▶ _Given task_
Convert the rows below into a Markdown table with the columns "No." and "Line," giving each line its number and skipping blank lines. Leave the pictures out of the table.

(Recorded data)
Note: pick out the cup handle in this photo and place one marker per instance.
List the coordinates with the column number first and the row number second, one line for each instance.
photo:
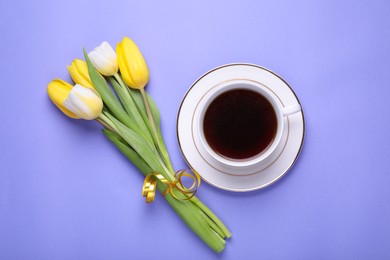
column 287, row 111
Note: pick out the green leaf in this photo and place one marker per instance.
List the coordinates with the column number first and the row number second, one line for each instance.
column 142, row 147
column 132, row 110
column 134, row 157
column 136, row 94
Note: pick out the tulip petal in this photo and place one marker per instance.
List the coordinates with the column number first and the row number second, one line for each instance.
column 58, row 90
column 84, row 102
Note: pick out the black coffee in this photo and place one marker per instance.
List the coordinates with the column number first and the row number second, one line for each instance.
column 239, row 124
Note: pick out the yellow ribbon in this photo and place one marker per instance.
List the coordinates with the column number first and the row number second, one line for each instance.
column 150, row 185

▶ _Response_
| No. | Line |
|---|---|
| 1 | Note: pick out the cup handle in this photo and place one marker per instance. |
| 2 | List the coordinates with the column number first and the row number second, one line for each instance. |
| 3 | photo: |
| 4 | column 287, row 111 |
| 5 | Note: pick out the green leaf in this photo and place one marker per instance. |
| 6 | List the coordinates with the column number first and the row number second, one line for each instance. |
| 7 | column 142, row 147 |
| 8 | column 132, row 110 |
| 9 | column 134, row 157 |
| 10 | column 136, row 94 |
| 11 | Note: pick out the tulip petal in this photo and place one marker per instance. |
| 12 | List the coordinates with the column number first and the row number second, one line for each instance. |
| 13 | column 58, row 90 |
| 14 | column 84, row 102 |
| 15 | Note: pick out the black coffee in this photo and place one marker per instance. |
| 16 | List the coordinates with the column number first and the row number second, one line for each instance. |
| 17 | column 239, row 124 |
| 18 | Note: pick out the yellow ribbon in this photo and place one marker per instance. |
| 19 | List the coordinates with the column number first and the row number second, one line for each instance. |
| 20 | column 150, row 185 |